* [Aim]:
Can you format the records below as a numbered list, one line per item, with any blank lines left out?

* [Source material]:
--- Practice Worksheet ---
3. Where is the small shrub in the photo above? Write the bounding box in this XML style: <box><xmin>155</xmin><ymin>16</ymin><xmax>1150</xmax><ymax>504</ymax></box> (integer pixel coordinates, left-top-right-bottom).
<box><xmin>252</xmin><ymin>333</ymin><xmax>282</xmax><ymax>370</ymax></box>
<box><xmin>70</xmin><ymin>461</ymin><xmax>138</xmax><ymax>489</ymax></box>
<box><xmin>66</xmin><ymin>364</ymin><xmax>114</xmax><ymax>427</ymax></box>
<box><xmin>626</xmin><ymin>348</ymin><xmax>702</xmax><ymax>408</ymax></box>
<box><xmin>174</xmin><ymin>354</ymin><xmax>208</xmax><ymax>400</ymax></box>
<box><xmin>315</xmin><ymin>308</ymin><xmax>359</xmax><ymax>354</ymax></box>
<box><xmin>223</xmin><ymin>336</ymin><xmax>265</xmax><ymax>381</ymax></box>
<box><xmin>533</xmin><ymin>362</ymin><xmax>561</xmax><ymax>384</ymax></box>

* [Response below]:
1. --- Practice Worksheet ---
2. 3. Where is the small shrub in the photo above? Write the bounding box in this XML style: <box><xmin>155</xmin><ymin>16</ymin><xmax>1150</xmax><ymax>504</ymax></box> (integer pixel coordinates, left-top-right-bottom).
3. <box><xmin>252</xmin><ymin>333</ymin><xmax>282</xmax><ymax>370</ymax></box>
4. <box><xmin>70</xmin><ymin>461</ymin><xmax>138</xmax><ymax>489</ymax></box>
5. <box><xmin>66</xmin><ymin>364</ymin><xmax>114</xmax><ymax>427</ymax></box>
6. <box><xmin>626</xmin><ymin>348</ymin><xmax>702</xmax><ymax>408</ymax></box>
7. <box><xmin>174</xmin><ymin>354</ymin><xmax>208</xmax><ymax>400</ymax></box>
8. <box><xmin>315</xmin><ymin>308</ymin><xmax>359</xmax><ymax>354</ymax></box>
9. <box><xmin>223</xmin><ymin>336</ymin><xmax>265</xmax><ymax>381</ymax></box>
10. <box><xmin>533</xmin><ymin>362</ymin><xmax>561</xmax><ymax>384</ymax></box>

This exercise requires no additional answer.